§ Exercise requirements: Write out the entire listing below exactly, with the pictures left out.

§ Task data:
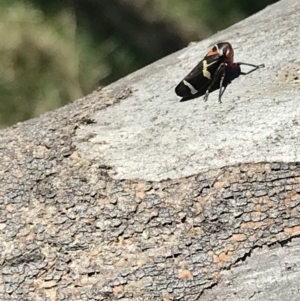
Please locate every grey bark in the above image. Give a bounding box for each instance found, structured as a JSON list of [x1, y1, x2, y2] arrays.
[[0, 0, 300, 301]]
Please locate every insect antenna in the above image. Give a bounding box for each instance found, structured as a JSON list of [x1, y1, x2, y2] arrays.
[[237, 63, 265, 75]]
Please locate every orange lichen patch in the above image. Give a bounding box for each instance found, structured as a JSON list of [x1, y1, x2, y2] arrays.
[[214, 272, 221, 281], [113, 285, 124, 295], [214, 181, 225, 189], [237, 242, 245, 250], [178, 270, 193, 279], [284, 226, 300, 236], [219, 252, 232, 261], [224, 243, 235, 251], [70, 151, 81, 160], [90, 249, 100, 257], [265, 163, 272, 172], [267, 200, 276, 208], [5, 204, 15, 212], [80, 217, 96, 224], [255, 204, 261, 212], [251, 211, 262, 216], [284, 190, 298, 207], [213, 254, 220, 263], [230, 234, 247, 241], [132, 182, 146, 198], [114, 257, 131, 268], [97, 199, 107, 204], [246, 190, 252, 198], [213, 252, 233, 265], [241, 222, 263, 229], [188, 227, 204, 236], [201, 268, 208, 273]]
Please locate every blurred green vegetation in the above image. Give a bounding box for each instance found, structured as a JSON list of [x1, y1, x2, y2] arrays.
[[0, 0, 276, 127]]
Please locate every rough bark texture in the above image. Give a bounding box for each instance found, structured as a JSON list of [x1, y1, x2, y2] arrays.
[[0, 0, 300, 301]]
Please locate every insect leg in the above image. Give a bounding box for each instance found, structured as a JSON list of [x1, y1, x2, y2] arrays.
[[238, 63, 265, 75], [219, 74, 227, 103], [204, 63, 226, 101]]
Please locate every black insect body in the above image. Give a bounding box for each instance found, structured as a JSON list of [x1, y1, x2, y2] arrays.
[[175, 42, 265, 102]]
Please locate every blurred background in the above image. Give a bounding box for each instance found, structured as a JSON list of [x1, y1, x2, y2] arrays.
[[0, 0, 277, 128]]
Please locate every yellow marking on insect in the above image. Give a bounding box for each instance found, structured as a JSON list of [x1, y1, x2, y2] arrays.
[[183, 80, 198, 95], [202, 60, 217, 79]]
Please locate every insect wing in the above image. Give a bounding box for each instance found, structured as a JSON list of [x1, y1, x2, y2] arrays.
[[175, 56, 222, 99]]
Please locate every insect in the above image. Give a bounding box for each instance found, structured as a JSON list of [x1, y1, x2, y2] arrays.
[[175, 42, 265, 103]]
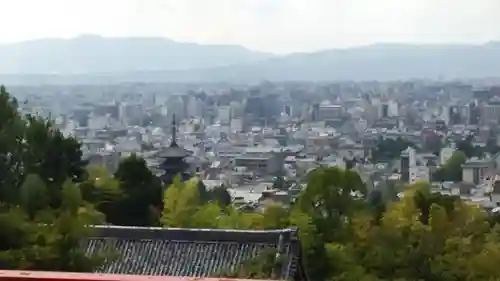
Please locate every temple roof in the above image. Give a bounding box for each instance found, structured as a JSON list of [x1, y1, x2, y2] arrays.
[[158, 114, 192, 158], [82, 226, 300, 280]]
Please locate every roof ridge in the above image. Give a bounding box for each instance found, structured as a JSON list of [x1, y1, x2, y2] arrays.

§ The response:
Please locate every grey bark in the above image. Give a bounding box for each instance found, structured as a JSON list of [x1, y1, x2, y2] arrays.
[[0, 0, 300, 301]]
Please locate every insect antenna in the above image. Give a bounding box for each instance found, structured as a JSON list of [x1, y1, x2, y2] arrays.
[[237, 63, 265, 75]]
Please locate every orange lichen patch in the above image. Give a bounding box for each instance found, structured as a JSON list of [x1, y1, x2, y2] arrays.
[[214, 272, 221, 281], [113, 285, 124, 295], [214, 181, 225, 189], [237, 242, 245, 250], [178, 270, 193, 279], [284, 226, 300, 236], [219, 252, 232, 261], [224, 243, 235, 251], [70, 151, 81, 160], [90, 249, 100, 257], [265, 163, 272, 172], [267, 200, 276, 208], [5, 204, 15, 212], [80, 217, 96, 224], [255, 204, 261, 212], [251, 211, 262, 216], [284, 190, 298, 207], [213, 254, 220, 263], [230, 234, 247, 241], [132, 182, 146, 198], [114, 257, 131, 268], [97, 199, 107, 204], [246, 190, 252, 198], [213, 252, 233, 265], [241, 222, 263, 229], [188, 227, 204, 236], [201, 268, 208, 273]]
Please locate every blurred green vegetation in the above image. Give a bounding box for each instance found, structured as a JSON list of [x1, y1, x2, y2] arrays.
[[0, 0, 276, 127]]
Please locate every rough bark texture in the above image. Give a bounding box for each instance found, structured as a JSON list of [x1, y1, x2, y2] arrays.
[[0, 0, 300, 301]]
Please locate every insect leg in the above image. Give a bounding box for each instance found, structured as a JSON list of [x1, y1, x2, y2] arrays.
[[238, 63, 265, 75], [219, 74, 227, 103], [204, 63, 226, 101]]
Please locate every black insect body in the above image. Give a bounding box for each instance found, structured as a JSON list of [x1, y1, x2, y2] arrays.
[[175, 42, 265, 102]]
Please locate every blurred background in the above image. Give a bounding box for each instance found, structured as a JSON list of [x1, y1, x2, y2] arrays.
[[0, 0, 277, 128]]
Please locate every yellow marking on insect in the above image. Give a bounding box for each instance found, structured as a JSON list of [x1, y1, x2, y2] arrays.
[[183, 80, 198, 95], [202, 60, 217, 79]]
Please locate every insect wing in the above image. Give a bounding box for each instance found, structured as a JSON list of [x1, y1, x2, y2] arrays.
[[175, 56, 222, 99]]
Please locate every insect in the above image. Give a bounding box for each instance found, structured as a JSON list of [x1, y1, x2, y2] arrays.
[[175, 42, 265, 103]]
Please locate every temple roof in the above image. Give a bounding box for each instance found, structured as a JSON list of [x1, y1, x2, y2] arrays.
[[158, 114, 192, 158], [82, 226, 300, 280]]
Please locate every roof ridge in the above image. Give a bounding box for each instance found, structured as a JSON list of [x1, y1, x2, y2] arrays.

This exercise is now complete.